*Information supplied:*
****************

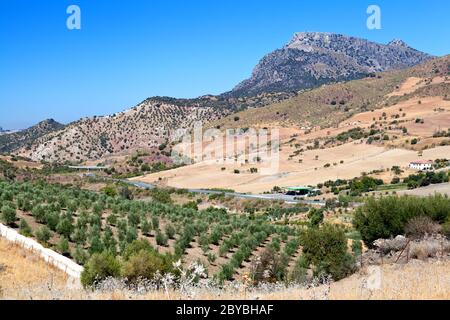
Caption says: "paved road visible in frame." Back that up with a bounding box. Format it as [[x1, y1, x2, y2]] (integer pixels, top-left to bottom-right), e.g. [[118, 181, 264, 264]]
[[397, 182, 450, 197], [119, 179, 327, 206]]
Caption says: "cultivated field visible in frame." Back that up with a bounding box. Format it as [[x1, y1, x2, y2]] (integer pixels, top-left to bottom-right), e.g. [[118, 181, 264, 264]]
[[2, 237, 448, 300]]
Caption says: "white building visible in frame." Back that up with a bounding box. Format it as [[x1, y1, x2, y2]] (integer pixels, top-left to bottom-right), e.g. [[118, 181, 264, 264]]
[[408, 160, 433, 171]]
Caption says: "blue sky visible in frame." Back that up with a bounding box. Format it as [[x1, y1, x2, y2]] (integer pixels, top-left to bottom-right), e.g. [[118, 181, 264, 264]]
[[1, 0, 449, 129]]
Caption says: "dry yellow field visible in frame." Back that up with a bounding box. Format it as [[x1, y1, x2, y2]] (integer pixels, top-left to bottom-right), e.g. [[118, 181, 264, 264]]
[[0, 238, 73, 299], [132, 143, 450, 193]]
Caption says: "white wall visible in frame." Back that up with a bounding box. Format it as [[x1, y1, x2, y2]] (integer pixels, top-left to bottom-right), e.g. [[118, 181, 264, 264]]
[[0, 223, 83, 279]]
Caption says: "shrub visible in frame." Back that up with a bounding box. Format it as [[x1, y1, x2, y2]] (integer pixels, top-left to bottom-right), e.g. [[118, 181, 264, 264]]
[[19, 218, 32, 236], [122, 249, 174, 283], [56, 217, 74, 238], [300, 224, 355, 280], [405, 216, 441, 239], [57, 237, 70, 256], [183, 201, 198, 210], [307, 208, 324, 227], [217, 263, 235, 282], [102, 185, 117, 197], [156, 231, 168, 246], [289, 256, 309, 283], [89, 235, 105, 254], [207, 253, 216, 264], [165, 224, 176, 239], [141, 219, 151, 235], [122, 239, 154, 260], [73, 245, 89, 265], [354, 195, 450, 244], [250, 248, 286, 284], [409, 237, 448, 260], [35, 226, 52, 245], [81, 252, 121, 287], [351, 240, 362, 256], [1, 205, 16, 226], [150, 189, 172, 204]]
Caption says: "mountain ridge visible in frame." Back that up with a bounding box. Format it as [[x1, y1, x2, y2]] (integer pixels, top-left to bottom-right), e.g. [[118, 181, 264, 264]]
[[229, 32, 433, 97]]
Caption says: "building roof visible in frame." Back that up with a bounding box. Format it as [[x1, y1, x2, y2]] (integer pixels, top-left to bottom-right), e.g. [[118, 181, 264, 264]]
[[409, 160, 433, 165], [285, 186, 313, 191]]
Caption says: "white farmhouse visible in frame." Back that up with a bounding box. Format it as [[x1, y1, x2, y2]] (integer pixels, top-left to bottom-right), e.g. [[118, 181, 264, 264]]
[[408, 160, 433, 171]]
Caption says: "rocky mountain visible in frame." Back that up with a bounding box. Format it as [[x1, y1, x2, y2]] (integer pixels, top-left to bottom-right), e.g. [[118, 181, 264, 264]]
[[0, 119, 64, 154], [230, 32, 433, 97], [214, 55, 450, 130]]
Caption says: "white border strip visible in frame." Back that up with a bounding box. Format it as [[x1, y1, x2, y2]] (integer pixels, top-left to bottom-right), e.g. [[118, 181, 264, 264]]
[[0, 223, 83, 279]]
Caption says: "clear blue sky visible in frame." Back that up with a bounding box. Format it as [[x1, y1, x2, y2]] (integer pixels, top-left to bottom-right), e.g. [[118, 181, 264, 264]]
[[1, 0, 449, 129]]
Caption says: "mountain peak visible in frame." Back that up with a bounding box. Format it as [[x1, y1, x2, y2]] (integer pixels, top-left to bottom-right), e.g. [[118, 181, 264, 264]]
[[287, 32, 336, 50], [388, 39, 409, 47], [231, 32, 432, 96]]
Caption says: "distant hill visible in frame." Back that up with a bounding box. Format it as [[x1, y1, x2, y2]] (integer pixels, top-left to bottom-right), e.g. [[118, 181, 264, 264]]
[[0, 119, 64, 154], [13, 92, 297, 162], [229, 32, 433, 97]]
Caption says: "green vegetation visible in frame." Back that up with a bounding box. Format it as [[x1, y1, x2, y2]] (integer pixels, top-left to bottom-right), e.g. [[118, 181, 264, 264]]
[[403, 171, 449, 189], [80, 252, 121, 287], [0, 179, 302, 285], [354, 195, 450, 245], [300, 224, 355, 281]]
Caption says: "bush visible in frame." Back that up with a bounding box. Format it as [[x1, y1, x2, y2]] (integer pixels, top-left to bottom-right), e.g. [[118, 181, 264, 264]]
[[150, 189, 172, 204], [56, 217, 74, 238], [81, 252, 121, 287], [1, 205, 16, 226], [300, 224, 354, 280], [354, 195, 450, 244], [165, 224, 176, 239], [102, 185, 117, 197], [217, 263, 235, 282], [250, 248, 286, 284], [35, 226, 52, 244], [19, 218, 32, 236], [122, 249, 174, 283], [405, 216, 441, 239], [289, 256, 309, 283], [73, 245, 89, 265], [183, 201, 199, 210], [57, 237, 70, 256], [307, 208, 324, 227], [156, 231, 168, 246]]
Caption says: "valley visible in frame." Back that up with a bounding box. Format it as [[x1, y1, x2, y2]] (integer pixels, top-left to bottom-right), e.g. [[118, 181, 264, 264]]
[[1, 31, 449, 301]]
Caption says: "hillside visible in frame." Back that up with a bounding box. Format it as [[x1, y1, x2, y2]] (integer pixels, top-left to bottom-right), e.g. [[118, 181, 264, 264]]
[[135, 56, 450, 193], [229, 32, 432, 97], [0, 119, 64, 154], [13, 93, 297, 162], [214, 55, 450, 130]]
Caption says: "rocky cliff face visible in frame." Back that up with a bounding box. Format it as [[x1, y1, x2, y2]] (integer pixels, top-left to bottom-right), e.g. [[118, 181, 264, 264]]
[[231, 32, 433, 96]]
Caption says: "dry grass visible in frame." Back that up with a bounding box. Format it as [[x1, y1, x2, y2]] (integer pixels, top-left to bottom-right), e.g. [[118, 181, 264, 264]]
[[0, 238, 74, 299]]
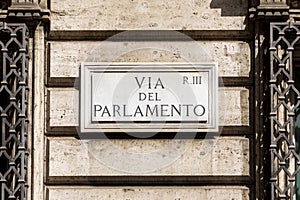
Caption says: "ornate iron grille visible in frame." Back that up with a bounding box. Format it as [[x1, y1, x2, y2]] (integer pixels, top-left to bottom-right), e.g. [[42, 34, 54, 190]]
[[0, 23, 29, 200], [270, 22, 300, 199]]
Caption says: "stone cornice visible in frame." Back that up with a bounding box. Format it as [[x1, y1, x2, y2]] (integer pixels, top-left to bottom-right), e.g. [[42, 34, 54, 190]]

****************

*What to work on:* Pictures aside, retype the material exactly.

*Answer section:*
Caption says: "paved road visible in frame." Back that up with a bounding box. Format it as [[x1, y1, x2, y2]] (integer pixels, top-left to bottom-right), e.g. [[118, 181, 264, 264]]
[[397, 182, 450, 197], [119, 179, 327, 206]]
Caption says: "cultivated field visible in frame." Back that up with a bounding box. Format it as [[x1, y1, x2, y2]] (integer pixels, top-left to bottom-right), e.g. [[118, 181, 264, 264]]
[[2, 237, 448, 300]]
Caption says: "white building visible in frame." Back that up with a bounding box. Format it as [[x1, y1, x2, y2]] (integer pixels, top-left to bottom-right), e.g. [[118, 181, 264, 264]]
[[408, 160, 433, 171]]
Caption says: "blue sky visible in frame." Back that up with a bounding box. Format it as [[x1, y1, x2, y2]] (integer pixels, top-left to bottom-right), e.g. [[118, 181, 264, 264]]
[[1, 0, 449, 129]]
Caption says: "dry yellow field visible in frame." Back that up with a bounding box. Format it as [[x1, y1, x2, y2]] (integer pixels, top-left to bottom-right), e.g. [[118, 181, 264, 264]]
[[0, 238, 73, 299], [132, 143, 450, 193]]
Caption says: "white wall visible in frame." Back that up with a bounding box. Format it as [[x1, y1, x2, y2]] (integer pixels, top-left to bottom-right), e.g. [[118, 181, 264, 264]]
[[0, 223, 83, 279]]
Caption says: "shrub visible in frame." Back that up with a bounding box. Format it as [[x1, y1, x2, y2]] (integer pixels, top-left to bottom-right), e.g. [[118, 181, 264, 264]]
[[19, 218, 32, 236], [122, 249, 174, 283], [56, 217, 74, 238], [300, 224, 355, 280], [405, 216, 441, 239], [57, 237, 70, 256], [183, 201, 198, 210], [307, 208, 324, 227], [217, 263, 235, 282], [102, 185, 117, 197], [156, 231, 168, 246], [289, 256, 309, 283], [89, 235, 105, 254], [207, 253, 216, 264], [165, 224, 176, 239], [141, 219, 151, 235], [122, 239, 154, 260], [73, 245, 89, 265], [354, 195, 450, 244], [250, 248, 286, 284], [409, 237, 448, 260], [35, 226, 52, 245], [81, 252, 121, 287], [351, 240, 362, 256], [1, 205, 16, 226], [150, 189, 172, 204]]
Caption says: "mountain ridge visible in frame." Back that up with a bounding box. Format it as [[x1, y1, x2, y2]] (integer pixels, top-left to bottom-right), e.g. [[118, 181, 264, 264]]
[[229, 32, 433, 97]]
Caption says: "building roof visible in frame." Back that up with a bounding box. Format it as [[x1, y1, x2, y2]] (integer pixels, top-left to bottom-right), e.g. [[118, 181, 264, 264]]
[[409, 160, 433, 165], [285, 186, 313, 191]]
Caption says: "white farmhouse visible in frame." Back that up with a bounding box. Format it as [[x1, y1, x2, y2]] (integer pixels, top-left to bottom-right), e.g. [[118, 181, 264, 264]]
[[408, 160, 433, 171]]
Caption says: "rocky mountain visible in frame." Back that up with a bounding box. Format it as [[x1, y1, x2, y2]] (integer pixels, top-left to bottom-right), e.g. [[118, 181, 264, 264]]
[[0, 119, 64, 154], [230, 32, 433, 97], [214, 55, 450, 130]]
Caption says: "white border strip visible in frame." Back that up with a bounding box. Format it as [[x1, y1, x2, y2]] (integer pixels, top-left to bottom-right), e.g. [[118, 181, 264, 264]]
[[0, 223, 83, 279]]
Caption says: "clear blue sky visible in frame." Back that up with a bounding box. Format it as [[x1, y1, x2, y2]] (integer pixels, top-left to bottom-right), e.g. [[118, 181, 264, 264]]
[[1, 0, 449, 129]]
Caption says: "mountain peak visible in frame." Back that up with a bounding box. Format it as [[x1, y1, x2, y2]] (integer pixels, top-left to bottom-right), e.g. [[118, 181, 264, 264]]
[[287, 32, 336, 50], [388, 39, 409, 47], [231, 32, 432, 96]]
Caption says: "distant hill visible in frame." Back that up with a bounding box. Format it as [[x1, y1, x2, y2]] (integer pixels, top-left to bottom-right), e.g. [[118, 181, 264, 264]]
[[0, 119, 64, 154], [13, 92, 297, 162], [229, 32, 433, 97]]
Caption says: "green vegetation visible in frame." Back that up with a bounding box. Format it as [[x1, y1, x2, y2]] (integer pixels, top-left to bottom-right), e.g. [[118, 181, 264, 264]]
[[403, 171, 449, 189], [80, 252, 121, 287], [0, 179, 302, 285], [354, 195, 450, 245], [300, 224, 355, 281]]
Caption says: "bush visible in frame." Back that up with a bounding box. Format it as [[x1, y1, x2, y2]] (integer pixels, top-left to bottom-right), e.g. [[118, 181, 264, 264]]
[[150, 189, 172, 204], [56, 217, 74, 238], [81, 252, 121, 287], [1, 205, 16, 226], [300, 224, 354, 280], [354, 195, 450, 244], [165, 224, 176, 239], [102, 185, 117, 197], [217, 263, 235, 282], [250, 248, 286, 284], [35, 226, 52, 244], [19, 218, 32, 236], [122, 249, 174, 283], [405, 216, 441, 239], [289, 256, 309, 283], [73, 245, 89, 265], [183, 201, 199, 210], [57, 237, 70, 256], [307, 208, 324, 227], [156, 231, 168, 246]]
Caption says: "valley visible in frame." Back that up with a bounding box. Format it as [[x1, y1, x2, y2]] (integer pixels, top-left to bottom-right), e.g. [[118, 181, 264, 264]]
[[1, 31, 449, 301]]
Caption says: "hillside visible in frame." Back that up with a bounding box. Format it as [[x1, y1, x2, y2]] (integer pixels, top-left to bottom-right), e.g. [[118, 181, 264, 264]]
[[135, 56, 450, 193], [229, 32, 432, 97], [0, 119, 64, 154], [13, 93, 297, 162], [214, 55, 450, 130]]
Caption says: "rocky cliff face visible in frame." Back that up with a bounding box. Format it as [[x1, y1, x2, y2]] (integer pixels, top-left to bottom-right), e.g. [[118, 181, 264, 264]]
[[231, 32, 433, 96]]
Caption says: "dry grass visible in frame." Back that up with a bounding box. Format it as [[x1, y1, x2, y2]] (integer pixels, top-left to bottom-right), e.g. [[118, 181, 264, 264]]
[[0, 238, 74, 299]]
Caption says: "ornate iron grille visible in frame." Back that up with a bounding box. Format it as [[x1, y1, x2, y2]] (integer pixels, top-left to bottom-right), e.g. [[42, 34, 54, 190]]
[[0, 23, 29, 200], [270, 22, 300, 199]]
Caption says: "stone cornice visible in frame." Back that up with a bounding box. Format it as [[x1, y1, x2, y2]] (integer pixels, top-left to bottom-right), e.g. [[42, 34, 54, 190]]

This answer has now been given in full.